EXERCISE INPUT>
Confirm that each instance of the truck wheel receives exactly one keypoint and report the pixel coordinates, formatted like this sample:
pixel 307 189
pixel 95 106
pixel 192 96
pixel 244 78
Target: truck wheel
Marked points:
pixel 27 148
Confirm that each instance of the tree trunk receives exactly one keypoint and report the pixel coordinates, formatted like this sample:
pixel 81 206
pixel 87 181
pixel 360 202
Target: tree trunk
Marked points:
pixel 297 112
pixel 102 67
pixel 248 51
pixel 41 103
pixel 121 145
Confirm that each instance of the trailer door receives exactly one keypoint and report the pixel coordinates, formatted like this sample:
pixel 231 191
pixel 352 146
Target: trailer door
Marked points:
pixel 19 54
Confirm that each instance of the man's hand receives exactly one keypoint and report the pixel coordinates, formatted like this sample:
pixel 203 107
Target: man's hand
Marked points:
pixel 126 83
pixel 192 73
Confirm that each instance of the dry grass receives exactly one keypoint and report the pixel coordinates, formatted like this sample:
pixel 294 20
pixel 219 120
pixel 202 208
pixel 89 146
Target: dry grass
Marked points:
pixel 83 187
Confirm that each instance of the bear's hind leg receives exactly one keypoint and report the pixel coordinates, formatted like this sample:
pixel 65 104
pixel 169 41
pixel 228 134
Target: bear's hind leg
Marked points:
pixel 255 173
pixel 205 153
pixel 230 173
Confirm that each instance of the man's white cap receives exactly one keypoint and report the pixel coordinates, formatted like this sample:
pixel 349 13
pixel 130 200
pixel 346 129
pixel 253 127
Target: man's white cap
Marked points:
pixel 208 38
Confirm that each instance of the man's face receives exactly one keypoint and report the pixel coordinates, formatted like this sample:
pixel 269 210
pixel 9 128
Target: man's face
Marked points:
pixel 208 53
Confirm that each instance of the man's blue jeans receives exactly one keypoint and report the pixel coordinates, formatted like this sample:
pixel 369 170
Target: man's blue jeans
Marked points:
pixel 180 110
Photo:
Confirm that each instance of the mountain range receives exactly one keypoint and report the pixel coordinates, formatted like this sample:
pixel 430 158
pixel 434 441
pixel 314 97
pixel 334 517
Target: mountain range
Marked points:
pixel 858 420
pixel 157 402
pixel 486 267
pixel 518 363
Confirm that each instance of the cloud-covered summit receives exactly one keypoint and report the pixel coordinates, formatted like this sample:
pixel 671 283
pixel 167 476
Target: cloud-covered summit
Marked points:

YOUR INSTRUCTIONS> Nothing should be changed: write out all of the data as is.

OUTPUT>
Confirm that each instance of the truck wheel receives exactly one keypoint and report the pixel coordinates, formatted like this sample:
pixel 307 189
pixel 95 106
pixel 192 96
pixel 244 78
Target: truck wheel
Marked points:
pixel 27 148
Confirm that each instance of the tree trunk receives exactly one keypoint and report the pixel coordinates, formatted like this sample:
pixel 81 206
pixel 87 181
pixel 360 202
Target: tree trunk
Marked points:
pixel 297 112
pixel 102 67
pixel 248 51
pixel 41 103
pixel 121 145
Confirm that each instance of the trailer door receives exactly one keypoint and report the pixel coordinates, formatted like this sample:
pixel 231 191
pixel 352 146
Target: trailer door
Marked points:
pixel 19 54
Confirm that each instance of the man's hand receives exactly one keypoint and report the pixel coordinates, formatted like this sample:
pixel 203 107
Target: man's hand
Marked points:
pixel 126 83
pixel 192 73
Confirm that each instance of the dry grass receives exactly one keypoint and report the pixel coordinates, formatted like this sample:
pixel 294 20
pixel 219 120
pixel 202 208
pixel 89 146
Target: dry grass
Marked points:
pixel 83 187
Confirm that each instance of the bear's hind leg receives exactly one keypoint and report the pixel coordinates, formatted like this sample:
pixel 65 104
pixel 169 41
pixel 228 134
Target: bear's hind leg
Marked points:
pixel 255 173
pixel 205 153
pixel 230 173
Confirm that each instance of the man's white cap receives exactly one keypoint and report the pixel coordinates, formatted like this sample:
pixel 349 13
pixel 130 200
pixel 346 129
pixel 253 127
Target: man's white cap
Marked points:
pixel 208 38
Confirm that each instance of the man's face receives exactly one keypoint and report the pixel coordinates, formatted like this sample:
pixel 269 210
pixel 9 128
Target: man's face
Marked points:
pixel 208 53
Confirm that each instance of the man's blue jeans receives exactly one keypoint and report the pixel coordinates, formatted like this sample:
pixel 369 170
Target: man's blue jeans
Marked points:
pixel 180 110
Photo:
Confirm that each instance of the mountain range receives exactly one keypoint and report the pixel coordinates, formatted like this sample:
pixel 430 158
pixel 434 441
pixel 314 97
pixel 334 517
Target: mountain range
Marked points:
pixel 858 420
pixel 157 402
pixel 486 267
pixel 518 363
Confirm that each instance of the cloud-covered summit receives exactly one keypoint and report the pixel coordinates, formatted like this sample:
pixel 671 283
pixel 167 476
Target: cloud-covered summit
Marked points:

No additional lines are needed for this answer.